STATED TASK A :: Render this sentence from the reed switch patent page in Spanish: "The reed electrode (11, 12) is made of a conductive material."
STATED TASK B :: Write the next part of the reed switch patent page, picking up after its final sentence.

SOURCE PASSAGE ::
################

US10566157B2

US10566157B2 - Heavy current reed switch contact structure

Info

Publication number: US10566157B2
Application number: US15/573,835
Authority: US
Inventors: Deqiang Jing
Original assignee: DONGGUAN CHUANQIANG ELECTRONIC TECHNOLOGY Co Ltd
Current assignee: DONGGUAN CHUANQIANG ELECTRONIC TECHNOLOGY Co Ltd
Priority date: 2015-03-25
Filing date: 2016-03-10
Publication date: 2020-02-18
Also published as: CN104779102A; WO2016150305A1; CN114360945A; EP3276646B1; CN114360945B; US20190066949A1; EP3276646A1; EP3276646A4

Abstract

A heavy current reed switch contact structure comprises at least one set of elastic reed electrode (11, 12) or at least one fixed electrode (12) and an elastic reed electrode (11). The reed electrode (11, 12) is made of a conductive material. Contacts (13, 14) are arranged on opposing surfaces of mutually overlapping ends. A side of the end having the contacts is disposed with an arc discharge device (16, 162). The reed switch employs a specially designed contact structure, and the arc discharge structure device is additionally disposed on the basis of a traditional switch contact structure. As a result, the reed switch quickly transfers to the contact arc discharge structure device an instantons arc generated upon switching the switch contact, thereby easing burnout resulting from an arc on the contact surfaces of the contacts, enabling the contacts to be less prone to being adhered together, and considerably increasing a bearing current and a switching capacity of the reed switch. The heavy current reed switch contact structure has a simple structure and provides a heavy bearing current.

Description

CROSS-REFERENCE TO RELATED APPLICATIONS

This application is a National Stage Appl. filed under 35 USC 371 of International Patent Application No. PCT/CN2016/076060 with an international filing date of Mar. 10, 2016, designating the United States, now pending, and further claims foreign priority to Chinese Patent Application No. 201510132609.9 filed Mar. 25, 2015. Inquiries from the public to applicants or assignees concerning this document or the related applications should be directed to: Matthias Scholl P.C., Attn.: Dr. Matthias Scholl Esq., 245 First Street, 18th Floor, and Cambridge, Mass. 02142.

BACKGROUND OF THE INVENTION Field of the Invention

The invention relates to a switch contact which is a key component of electrical or electronic switches, and more particularly to a heavy current reed switch contact.

################

RAW DATA ::
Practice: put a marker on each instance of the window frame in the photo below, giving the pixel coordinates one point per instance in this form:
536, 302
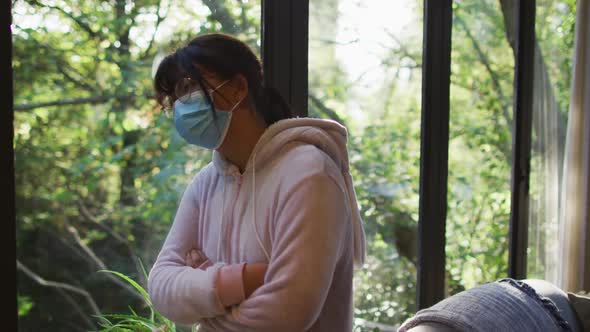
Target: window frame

################

TASK RESULT A :: El electrodo de lengüeta (11, 12) está hecho de un material conductor.

TASK RESULT B ::
Description of the Related Art

Conventional reed switch contacts are produced according to a simple planar design. When the reed switch contacts are used in a circuit with large loads, for example, where the on/off voltage exceeds 10 V and the current exceeds 0.1 A, an extremely hot and bright conductive gas, i.e., electric arc, is produced in gaps between the contacts. The electric arc seriously erodes the surfaces of the electric contacts, leading to the adhesion of the electric contacts, and even burning down the switch contacts. To improve the make-and-break ability and service life of switches, the chemical structures with different electric contacts are adopted to improve the arc ablation resistance of the electric contacts. In medium-sized and large switches, to reduce the erosion of the electric contacts caused by the electric arcs, arc-extinguishing devices are installed. The common arc-extinguishing methods include the metal grid plate arc-extinguishing method, the magnetic blowout method, the inert gas arc-extinguishing method and the vacuum arc-extinguishing method. Although these arc-extinguishing methods exhibit good arc-extinguishing effect, for some volume-limited small reed switches with compact structure, the arc-extinguishing devices cannot be installed.

At present, small reed switches are mainly used in miniature relays, magnetic reed switches, micro-switches and travel switches. Since the switch contacts of these switches all adopt a common design, they cannot bear large electric charge loads. In practical use, the electric arc erosion leads to the adhesion or breakdown of the electric contacts. The problem is particularly outstanding in the fields of magnetic reed switches, miniature relays and travel switches.

SUMMARY OF THE INVENTION

It is one objective of the invention to provide a heavy current reed switch contact which is simple in structure and can bear large load currents. The reed switch comprises specially designed contacts, and on the basis of conventional switch contacts, an arc discharge device is disposed on the reed switch so as to rapidly transfer electric arcs produced at the on/off moment of the switch contacts to the arc discharge device, thus reducing the surface erosion of the electric contacts, preventing the adhesion of the contacts, and substantially improving the electric current-carrying and on/off ability of the switch.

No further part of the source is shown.